─── PAGE EXTRACT

Here’s your chance to comment on a proposal to rename Olympia’s Priest Point Park
The Olympia Parks and Recreation Advisory Committee will conduct a virtual public hearing this week on a proposal to rename Priest Point Park to honor the history of the land and the people who have inhabited it.
The park, located at 2600 East Bay Drive NE, is set to be renamed Squaxin Park, after the Squaxin Island Tribe and the Steh-Chass people who lived in the area well before it was established as the city’s first waterfront park in 1905.
A virtual public hearing is set to take place at 6 p.m. Thursday, March 17. Residents can sign up on the city’s website to attend the event and comment on the proposal.
In a press release, Sylvana Niehuser, the city’s director of parks planning and maintenance, said renaming the park aligns with the city’s commitment to honor the Squaxin Island Tribe, which inhabited what is now Olympia for thousands of years, as well as the accord the city signed with the tribal council in October.
That accord states how both governments will continue to honor the Treaty of Medicine Creek, work together on climate change and salmon recovery efforts. It also included a land acknowledgment provision.
“The renaming to Squaxin Park will recognize the area as a place of importance to the past, present and future of the Tribe,” the city’s news release reads.
The 314-acre park includes picnic shelters, nature trails, a large playground, basketball courts and public restrooms, as well as a mile of saltwater shoreline along Budd Inlet. There also is a rose garden.

──────
─── STORED DATA

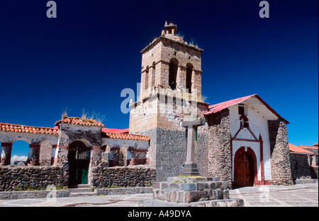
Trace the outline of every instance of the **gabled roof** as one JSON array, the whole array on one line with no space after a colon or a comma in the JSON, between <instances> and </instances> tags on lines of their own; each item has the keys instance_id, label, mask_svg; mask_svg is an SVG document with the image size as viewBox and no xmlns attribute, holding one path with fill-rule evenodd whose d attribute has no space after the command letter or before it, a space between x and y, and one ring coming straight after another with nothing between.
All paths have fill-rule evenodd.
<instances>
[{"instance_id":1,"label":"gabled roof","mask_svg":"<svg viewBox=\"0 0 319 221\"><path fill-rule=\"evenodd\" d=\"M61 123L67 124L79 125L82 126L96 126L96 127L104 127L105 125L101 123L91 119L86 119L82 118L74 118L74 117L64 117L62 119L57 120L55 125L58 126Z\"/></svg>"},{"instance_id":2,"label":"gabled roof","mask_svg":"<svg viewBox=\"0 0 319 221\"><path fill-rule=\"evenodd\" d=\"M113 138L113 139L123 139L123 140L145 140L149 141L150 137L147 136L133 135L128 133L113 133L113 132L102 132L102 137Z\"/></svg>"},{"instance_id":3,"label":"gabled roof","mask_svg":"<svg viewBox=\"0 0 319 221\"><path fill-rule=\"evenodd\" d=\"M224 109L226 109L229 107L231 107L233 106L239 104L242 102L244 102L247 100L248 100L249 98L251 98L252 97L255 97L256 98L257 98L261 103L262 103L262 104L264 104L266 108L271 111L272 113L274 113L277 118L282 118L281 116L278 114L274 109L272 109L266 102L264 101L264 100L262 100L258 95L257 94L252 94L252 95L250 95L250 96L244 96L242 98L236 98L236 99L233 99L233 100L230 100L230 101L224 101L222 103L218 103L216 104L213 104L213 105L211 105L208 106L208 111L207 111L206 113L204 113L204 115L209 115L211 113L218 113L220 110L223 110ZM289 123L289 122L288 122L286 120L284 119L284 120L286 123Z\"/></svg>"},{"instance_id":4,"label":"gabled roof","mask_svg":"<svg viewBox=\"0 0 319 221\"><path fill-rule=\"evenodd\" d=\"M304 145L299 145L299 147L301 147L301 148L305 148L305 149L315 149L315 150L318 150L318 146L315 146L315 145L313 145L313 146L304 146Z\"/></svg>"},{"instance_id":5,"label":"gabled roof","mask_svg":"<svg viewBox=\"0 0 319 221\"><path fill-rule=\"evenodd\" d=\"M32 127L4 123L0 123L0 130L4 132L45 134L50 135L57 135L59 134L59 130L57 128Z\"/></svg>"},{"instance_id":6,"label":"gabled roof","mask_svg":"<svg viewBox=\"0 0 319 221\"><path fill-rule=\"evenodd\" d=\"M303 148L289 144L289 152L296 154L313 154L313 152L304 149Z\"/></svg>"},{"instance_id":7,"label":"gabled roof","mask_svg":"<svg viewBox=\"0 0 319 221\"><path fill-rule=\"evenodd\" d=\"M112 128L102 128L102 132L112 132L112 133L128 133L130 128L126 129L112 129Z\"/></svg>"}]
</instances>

──────
─── STORED DATA

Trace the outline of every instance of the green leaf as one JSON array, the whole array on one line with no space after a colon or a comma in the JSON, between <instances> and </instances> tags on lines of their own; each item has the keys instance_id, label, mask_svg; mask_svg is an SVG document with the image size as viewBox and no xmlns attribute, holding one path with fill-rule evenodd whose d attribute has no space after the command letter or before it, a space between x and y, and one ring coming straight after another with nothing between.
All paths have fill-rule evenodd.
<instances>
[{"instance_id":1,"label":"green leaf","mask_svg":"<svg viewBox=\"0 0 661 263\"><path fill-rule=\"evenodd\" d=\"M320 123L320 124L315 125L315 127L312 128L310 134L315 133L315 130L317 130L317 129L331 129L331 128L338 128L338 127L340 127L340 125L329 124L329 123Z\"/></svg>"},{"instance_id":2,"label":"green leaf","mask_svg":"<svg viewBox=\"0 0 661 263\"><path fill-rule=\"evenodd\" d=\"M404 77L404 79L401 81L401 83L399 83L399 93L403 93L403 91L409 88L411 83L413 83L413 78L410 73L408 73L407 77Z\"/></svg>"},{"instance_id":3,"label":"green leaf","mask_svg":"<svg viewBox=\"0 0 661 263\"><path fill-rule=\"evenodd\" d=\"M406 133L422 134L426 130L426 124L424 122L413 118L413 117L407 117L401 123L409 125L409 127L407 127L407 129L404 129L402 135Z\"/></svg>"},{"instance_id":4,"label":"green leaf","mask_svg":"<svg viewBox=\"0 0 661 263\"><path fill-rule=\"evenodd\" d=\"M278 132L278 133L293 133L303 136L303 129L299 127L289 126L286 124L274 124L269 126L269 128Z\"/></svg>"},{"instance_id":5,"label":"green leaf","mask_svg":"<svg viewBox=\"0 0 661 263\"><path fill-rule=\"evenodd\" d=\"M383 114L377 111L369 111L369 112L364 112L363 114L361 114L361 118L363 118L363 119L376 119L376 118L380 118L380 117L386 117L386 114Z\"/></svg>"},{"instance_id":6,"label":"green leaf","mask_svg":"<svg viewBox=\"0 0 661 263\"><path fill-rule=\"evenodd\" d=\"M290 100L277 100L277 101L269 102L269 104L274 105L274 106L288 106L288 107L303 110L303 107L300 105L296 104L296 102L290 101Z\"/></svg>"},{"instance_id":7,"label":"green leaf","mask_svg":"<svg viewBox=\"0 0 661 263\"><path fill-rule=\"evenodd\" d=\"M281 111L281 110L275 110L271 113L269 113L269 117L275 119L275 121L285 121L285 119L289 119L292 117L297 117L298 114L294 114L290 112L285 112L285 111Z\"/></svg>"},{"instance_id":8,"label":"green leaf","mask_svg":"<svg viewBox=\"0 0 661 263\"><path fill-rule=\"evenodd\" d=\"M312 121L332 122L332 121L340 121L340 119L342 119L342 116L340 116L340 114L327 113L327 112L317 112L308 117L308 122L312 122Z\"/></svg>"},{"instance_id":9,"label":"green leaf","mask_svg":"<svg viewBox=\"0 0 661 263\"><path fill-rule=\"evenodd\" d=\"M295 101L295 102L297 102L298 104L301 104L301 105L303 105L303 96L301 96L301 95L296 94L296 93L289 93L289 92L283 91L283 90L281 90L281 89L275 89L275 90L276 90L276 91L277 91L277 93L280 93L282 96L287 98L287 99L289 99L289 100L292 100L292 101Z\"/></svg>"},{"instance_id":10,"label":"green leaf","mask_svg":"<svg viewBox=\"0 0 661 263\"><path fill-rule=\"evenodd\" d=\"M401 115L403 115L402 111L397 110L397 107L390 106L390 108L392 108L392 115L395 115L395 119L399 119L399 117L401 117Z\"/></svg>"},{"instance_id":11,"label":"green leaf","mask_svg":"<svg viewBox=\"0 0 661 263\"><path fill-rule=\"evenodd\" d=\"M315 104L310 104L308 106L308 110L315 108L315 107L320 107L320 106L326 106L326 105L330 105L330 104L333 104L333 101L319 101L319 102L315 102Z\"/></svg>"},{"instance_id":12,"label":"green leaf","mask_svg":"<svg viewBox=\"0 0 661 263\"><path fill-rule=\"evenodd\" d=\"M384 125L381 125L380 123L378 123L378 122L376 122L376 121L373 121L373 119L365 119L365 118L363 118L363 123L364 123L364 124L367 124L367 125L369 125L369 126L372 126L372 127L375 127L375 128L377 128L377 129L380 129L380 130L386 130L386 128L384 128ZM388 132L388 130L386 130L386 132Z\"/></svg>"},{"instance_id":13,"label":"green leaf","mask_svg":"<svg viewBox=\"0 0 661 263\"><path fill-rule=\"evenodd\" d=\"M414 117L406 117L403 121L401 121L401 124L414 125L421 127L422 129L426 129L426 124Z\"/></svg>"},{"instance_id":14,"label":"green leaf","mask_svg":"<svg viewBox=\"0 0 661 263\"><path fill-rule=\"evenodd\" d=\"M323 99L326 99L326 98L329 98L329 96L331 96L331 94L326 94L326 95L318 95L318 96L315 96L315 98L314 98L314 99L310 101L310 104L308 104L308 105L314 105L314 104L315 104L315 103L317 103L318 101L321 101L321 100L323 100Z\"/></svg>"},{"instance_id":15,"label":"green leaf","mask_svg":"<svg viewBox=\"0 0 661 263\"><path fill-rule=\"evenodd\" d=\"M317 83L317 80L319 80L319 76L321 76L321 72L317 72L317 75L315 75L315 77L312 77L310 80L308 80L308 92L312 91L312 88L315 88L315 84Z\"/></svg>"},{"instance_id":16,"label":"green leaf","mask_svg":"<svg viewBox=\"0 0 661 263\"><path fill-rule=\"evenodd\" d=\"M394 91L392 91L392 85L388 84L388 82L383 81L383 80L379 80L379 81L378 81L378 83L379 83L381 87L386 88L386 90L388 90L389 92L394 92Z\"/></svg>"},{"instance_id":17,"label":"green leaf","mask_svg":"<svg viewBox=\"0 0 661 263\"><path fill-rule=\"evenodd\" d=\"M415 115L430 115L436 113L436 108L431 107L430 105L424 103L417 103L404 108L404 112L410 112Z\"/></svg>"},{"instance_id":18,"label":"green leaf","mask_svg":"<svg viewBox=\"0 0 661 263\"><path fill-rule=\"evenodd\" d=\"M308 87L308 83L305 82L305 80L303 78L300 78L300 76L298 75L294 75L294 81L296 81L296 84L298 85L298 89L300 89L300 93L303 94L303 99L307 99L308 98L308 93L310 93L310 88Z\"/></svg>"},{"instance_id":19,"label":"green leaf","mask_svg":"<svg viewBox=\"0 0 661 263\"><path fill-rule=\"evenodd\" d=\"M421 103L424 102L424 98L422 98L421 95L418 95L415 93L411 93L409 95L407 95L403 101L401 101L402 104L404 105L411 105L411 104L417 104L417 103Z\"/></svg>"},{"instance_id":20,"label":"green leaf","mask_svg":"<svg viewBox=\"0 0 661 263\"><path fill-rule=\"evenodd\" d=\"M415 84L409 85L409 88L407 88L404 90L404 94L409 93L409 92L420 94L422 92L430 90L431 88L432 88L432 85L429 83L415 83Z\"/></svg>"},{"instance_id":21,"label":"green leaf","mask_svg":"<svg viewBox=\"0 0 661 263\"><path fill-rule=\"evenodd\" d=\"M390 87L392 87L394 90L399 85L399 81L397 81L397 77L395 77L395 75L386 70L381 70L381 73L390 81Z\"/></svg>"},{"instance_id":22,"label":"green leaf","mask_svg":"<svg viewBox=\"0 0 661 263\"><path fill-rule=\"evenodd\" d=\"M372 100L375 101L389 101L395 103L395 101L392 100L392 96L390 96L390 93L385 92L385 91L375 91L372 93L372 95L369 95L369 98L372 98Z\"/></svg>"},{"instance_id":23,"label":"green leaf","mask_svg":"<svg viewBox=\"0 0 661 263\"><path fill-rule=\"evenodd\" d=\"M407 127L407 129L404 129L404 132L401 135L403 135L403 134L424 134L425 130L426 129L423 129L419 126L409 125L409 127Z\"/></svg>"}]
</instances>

──────

HOW TO COMPLETE THIS TASK: Write out the passage of the Priest Point Park article from "The park, located" through "council in October.", word for word.

EXPECTED ANSWER:
The park, located at 2600 East Bay Drive NE, is set to be renamed Squaxin Park, after the Squaxin Island Tribe and the Steh-Chass people who lived in the area well before it was established as the city’s first waterfront park in 1905.
A virtual public hearing is set to take place at 6 p.m. Thursday, March 17. Residents can sign up on the city’s website to attend the event and comment on the proposal.
In a press release, Sylvana Niehuser, the city’s director of parks planning and maintenance, said renaming the park aligns with the city’s commitment to honor the Squaxin Island Tribe, which inhabited what is now Olympia for thousands of years, as well as the accord the city signed with the tribal council in October.